▶ Text block
Additional Information and Where to Find It

 

In connection with the proposed transaction, Rockwell will prepare a registration statement on Form S-4 that will include a joint proxy statement/prospectus (the “Joint Proxy Statement/Prospectus”) for the stockholders of B/E Aerospace and Rockwell to be filed with the SEC, and each will mail the Joint Proxy Statement/Prospectus to their respective stockholders and file other documents regarding the proposed transaction with the SEC. This communication is not a substitute for any proxy statement, registration statement, proxy statement/prospectus or other document Rockwell and/or B/E Aerospace may file with the SEC in connection with the proposed transaction. INVESTORS AND SECURITY HOLDERS ARE URGED TO READ CAREFULLY AND IN THEIR ENTIRETY THE JOINT PROXY STATEMENT/PROSPECTUS WHEN IT BECOMES AVAILABLE, ANY AMENDMENTS OR SUPPLEMENTS TO THE JOINT PROXY STATEMENT/PROSPECTUS, AND OTHER DOCUMENTS FILED BY ROCKWELL OR B/E AEROSPACE WITH THE SEC IN CONNECTION WITH THE PROPOSED TRANSACTION, BECAUSE THESE DOCUMENTS WILL CONTAIN IMPORTANT INFORMATION. The Joint Proxy Statement/Prospectus (when available) will be mailed to stockholders of Rockwell and B/E Aerospace. Investors and security holders will be able to obtain free copies of Joint Proxy Statement/Prospectus and other documents filed with the SEC by Rockwell and/or B/E Aerospace through the website maintained by the SEC at www.sec.gov. Investors and security holders will also be able to obtain free copies of the documents filed by Rockwell with the SEC on Rockwell’s internet website at http://www.rockwellcollins.com or by contacting Rockwell’s Investor Relations at Rockwell Collins, 400 Collins Rd. NE, Cedar Rapids, IA 52498 or by calling (319) 295-7575. Investors and security holders will also be able to obtain free copies of the documents filed by B/E Aerospace with the SEC on B/E Aerospace’s internet website at http://www.beaerospace.com or by contacting B/E Aerospace’s Investor Relations at B/E Aerospace, Inc., 1400 Corporate Center Way, Wellington, FL or by calling (561) 791-5000.

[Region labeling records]
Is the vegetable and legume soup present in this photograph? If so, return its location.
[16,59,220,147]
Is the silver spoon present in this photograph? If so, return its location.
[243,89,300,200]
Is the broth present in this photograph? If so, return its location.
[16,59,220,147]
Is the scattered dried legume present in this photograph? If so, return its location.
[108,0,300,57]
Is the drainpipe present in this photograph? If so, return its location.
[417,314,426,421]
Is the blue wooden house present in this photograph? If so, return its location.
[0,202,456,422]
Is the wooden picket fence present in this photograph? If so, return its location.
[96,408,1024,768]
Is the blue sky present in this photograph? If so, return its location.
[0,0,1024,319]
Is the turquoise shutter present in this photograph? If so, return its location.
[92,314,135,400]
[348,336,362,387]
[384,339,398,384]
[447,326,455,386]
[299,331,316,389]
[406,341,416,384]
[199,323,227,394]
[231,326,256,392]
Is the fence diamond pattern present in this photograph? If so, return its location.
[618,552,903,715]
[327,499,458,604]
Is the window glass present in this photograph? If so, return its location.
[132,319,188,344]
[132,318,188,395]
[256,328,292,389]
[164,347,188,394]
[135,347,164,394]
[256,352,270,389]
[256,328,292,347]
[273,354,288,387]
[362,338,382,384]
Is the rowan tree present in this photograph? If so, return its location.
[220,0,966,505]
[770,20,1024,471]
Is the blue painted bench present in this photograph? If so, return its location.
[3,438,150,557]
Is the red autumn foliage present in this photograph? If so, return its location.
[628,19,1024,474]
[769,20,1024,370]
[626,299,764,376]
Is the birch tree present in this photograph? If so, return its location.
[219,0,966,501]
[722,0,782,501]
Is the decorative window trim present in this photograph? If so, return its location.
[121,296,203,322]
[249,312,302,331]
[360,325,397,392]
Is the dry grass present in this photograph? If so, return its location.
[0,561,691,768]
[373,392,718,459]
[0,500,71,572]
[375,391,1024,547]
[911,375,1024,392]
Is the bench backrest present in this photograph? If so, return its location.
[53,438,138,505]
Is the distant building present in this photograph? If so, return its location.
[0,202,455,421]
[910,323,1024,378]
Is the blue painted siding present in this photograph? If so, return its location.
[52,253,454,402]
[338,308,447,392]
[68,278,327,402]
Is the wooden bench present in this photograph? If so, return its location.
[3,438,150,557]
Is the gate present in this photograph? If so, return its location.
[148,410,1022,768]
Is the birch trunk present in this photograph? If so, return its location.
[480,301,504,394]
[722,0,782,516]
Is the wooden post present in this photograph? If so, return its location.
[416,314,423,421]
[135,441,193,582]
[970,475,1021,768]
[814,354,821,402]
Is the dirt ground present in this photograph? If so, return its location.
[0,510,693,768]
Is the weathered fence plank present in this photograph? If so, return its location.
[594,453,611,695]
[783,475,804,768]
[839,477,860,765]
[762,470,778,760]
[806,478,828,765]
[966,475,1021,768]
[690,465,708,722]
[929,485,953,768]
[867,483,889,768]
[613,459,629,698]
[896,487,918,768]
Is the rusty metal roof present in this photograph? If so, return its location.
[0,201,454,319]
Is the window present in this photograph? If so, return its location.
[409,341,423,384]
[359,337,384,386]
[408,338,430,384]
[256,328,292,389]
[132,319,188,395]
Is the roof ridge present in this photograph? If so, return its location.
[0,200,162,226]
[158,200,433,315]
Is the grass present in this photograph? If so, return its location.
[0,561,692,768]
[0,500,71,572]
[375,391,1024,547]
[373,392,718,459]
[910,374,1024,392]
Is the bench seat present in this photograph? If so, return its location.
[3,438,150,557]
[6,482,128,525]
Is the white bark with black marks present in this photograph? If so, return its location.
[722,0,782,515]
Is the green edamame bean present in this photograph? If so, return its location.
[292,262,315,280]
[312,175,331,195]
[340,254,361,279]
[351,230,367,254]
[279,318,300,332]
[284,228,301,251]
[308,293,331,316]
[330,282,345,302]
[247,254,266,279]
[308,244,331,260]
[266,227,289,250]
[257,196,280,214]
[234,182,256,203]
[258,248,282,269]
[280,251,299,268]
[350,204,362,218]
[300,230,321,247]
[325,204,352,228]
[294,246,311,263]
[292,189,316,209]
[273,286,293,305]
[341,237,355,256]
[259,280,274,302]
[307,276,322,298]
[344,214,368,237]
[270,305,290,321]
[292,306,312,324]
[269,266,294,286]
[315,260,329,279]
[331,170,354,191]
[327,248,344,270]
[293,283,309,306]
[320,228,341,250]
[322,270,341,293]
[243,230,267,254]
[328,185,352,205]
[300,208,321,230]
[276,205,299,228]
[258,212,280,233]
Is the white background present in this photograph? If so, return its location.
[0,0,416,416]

▶ Exercise directions
Answer these questions using the notice about the proposed transaction:
(a) On what form will Rockwell prepare its registration statement?
(b) Which website maintained by the SEC offers free copies of the filed documents?
(c) What phone number is given for B/E Aerospace's Investor Relations?

▶ Response to the exercise
(a) Form S-4
(b) www.sec.gov
(c) (561) 791-5000